▶ Challenges
- A) Answer from the Memphis results thread:
(i) How many dogs does the program show entered in the Limited Open?
(ii) Which three dogs looked to BuckBrush to have a good run?
(iii) What color ribbon does John Gassner's post say they ended up with in the Derby?
- B) How many lines of the listing contain the string "player"?

▶ Excerpted passage
══════════════════════════════

# Memphis FT results?



## Tom Watson (Nov 29, 2005)

Any news from Memphis?


----------



## BuckBrush (Mar 16, 2005)

*Memphis*

Some rain and program shows 97 entered in Limited Open so might be tomorrow when we hear call backs , I was there for a while and Ford, Sophie and Flyer looked to me to have a good run while I was there. Setup was very short bird from left , long bird from right landing on top of a hill , and flyer bettwen from left.

Keith


----------



## John Gassner (Sep 11, 2003)

Almost half of the dogs either picked up, or handled. Nice test from what I hear. All three of the birds gave the dogs problems.

Derby is over. We ended up with another white ribbon. Sorry, don't have any other results.

I did hear that Kippy and Jimmy Darnell had some very stylish headgear. Any pictures?


John


----------



## BuckBrush (Mar 16, 2005)

══════════════════════════════

▶ Material shown
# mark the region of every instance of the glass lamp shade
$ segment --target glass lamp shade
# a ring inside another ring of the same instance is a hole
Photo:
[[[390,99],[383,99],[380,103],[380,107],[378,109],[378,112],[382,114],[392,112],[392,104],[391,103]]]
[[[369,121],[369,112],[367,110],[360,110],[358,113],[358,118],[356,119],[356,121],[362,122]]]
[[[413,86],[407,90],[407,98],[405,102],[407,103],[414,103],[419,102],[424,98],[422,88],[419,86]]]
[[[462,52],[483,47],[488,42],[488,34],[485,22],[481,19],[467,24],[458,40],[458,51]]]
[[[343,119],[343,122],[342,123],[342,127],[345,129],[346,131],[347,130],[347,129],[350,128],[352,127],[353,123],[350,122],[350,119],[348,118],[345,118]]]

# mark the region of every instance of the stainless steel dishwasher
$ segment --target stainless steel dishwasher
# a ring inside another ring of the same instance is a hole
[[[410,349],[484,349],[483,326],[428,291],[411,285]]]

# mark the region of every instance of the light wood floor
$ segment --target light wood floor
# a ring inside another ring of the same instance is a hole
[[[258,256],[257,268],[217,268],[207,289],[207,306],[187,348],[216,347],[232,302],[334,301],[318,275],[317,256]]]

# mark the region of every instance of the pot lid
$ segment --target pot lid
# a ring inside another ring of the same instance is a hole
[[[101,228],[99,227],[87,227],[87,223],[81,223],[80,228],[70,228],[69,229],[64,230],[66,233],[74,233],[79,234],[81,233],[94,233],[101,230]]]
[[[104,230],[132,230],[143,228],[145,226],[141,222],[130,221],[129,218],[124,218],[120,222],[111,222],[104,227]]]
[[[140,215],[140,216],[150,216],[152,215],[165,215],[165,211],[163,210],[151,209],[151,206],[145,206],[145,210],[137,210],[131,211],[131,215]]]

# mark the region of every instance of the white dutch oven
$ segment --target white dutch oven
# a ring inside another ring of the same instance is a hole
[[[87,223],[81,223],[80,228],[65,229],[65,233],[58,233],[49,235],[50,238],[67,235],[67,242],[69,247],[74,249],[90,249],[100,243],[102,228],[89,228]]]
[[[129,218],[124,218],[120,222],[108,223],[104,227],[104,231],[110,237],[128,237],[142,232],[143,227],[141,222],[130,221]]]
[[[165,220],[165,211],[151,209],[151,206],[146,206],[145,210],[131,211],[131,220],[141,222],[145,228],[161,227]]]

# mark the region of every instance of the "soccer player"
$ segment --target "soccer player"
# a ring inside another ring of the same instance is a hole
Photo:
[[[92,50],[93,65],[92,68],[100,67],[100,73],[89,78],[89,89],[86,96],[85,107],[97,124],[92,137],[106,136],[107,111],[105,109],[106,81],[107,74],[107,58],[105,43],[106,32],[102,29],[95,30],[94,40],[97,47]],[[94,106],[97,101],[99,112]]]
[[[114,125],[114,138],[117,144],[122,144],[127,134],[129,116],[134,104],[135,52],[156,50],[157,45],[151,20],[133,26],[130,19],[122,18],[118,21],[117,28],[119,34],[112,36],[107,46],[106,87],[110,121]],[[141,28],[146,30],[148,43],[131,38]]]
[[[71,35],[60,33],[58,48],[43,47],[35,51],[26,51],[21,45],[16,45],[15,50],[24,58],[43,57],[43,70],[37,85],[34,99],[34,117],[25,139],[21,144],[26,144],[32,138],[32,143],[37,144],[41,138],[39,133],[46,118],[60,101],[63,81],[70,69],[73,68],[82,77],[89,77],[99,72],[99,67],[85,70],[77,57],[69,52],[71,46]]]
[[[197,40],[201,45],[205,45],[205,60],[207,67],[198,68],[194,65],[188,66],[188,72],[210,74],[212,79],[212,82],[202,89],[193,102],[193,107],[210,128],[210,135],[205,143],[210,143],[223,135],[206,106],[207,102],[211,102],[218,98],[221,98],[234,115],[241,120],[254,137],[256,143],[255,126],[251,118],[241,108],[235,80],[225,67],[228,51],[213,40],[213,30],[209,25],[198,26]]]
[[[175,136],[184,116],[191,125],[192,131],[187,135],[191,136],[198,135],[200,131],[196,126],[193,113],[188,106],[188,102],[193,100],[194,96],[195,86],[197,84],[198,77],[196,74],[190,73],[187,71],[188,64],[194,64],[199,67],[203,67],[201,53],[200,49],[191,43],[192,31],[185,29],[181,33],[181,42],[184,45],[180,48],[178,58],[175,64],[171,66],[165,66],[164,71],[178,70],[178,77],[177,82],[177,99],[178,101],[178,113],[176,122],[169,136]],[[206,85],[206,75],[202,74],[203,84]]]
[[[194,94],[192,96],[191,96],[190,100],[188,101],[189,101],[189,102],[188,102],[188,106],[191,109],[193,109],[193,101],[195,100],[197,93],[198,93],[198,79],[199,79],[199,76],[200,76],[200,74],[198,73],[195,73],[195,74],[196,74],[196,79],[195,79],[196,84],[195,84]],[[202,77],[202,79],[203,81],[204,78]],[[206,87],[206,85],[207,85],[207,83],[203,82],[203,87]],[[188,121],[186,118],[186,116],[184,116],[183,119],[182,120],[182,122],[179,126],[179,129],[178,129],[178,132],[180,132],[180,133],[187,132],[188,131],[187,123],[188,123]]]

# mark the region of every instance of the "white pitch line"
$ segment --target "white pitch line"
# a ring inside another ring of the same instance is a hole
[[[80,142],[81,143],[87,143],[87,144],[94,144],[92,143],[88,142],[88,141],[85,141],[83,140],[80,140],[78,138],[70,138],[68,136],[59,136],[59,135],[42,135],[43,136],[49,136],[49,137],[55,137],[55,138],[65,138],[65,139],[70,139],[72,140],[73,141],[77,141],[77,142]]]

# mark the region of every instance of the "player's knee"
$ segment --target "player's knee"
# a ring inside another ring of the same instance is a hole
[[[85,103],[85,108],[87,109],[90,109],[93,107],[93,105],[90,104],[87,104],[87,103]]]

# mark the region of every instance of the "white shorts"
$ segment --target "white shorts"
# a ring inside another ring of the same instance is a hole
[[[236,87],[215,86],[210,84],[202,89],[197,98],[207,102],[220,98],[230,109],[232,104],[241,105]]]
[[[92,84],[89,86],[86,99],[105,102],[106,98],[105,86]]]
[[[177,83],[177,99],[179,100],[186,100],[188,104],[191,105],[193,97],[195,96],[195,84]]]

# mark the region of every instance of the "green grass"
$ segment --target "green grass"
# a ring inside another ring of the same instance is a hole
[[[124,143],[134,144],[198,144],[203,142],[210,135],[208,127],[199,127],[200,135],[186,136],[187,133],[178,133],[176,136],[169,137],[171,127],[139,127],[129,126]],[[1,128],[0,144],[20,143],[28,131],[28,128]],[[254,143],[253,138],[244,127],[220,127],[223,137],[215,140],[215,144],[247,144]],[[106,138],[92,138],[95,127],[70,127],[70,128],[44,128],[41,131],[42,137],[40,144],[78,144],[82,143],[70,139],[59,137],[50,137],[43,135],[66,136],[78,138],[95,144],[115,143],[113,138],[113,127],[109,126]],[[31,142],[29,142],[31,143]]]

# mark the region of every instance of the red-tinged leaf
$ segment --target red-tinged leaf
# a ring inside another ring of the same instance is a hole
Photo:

══════════════════════════════

▶ Expected answers
- A)
(i) 97
(ii) Ford, Sophie and Flyer
(iii) White

- B) 4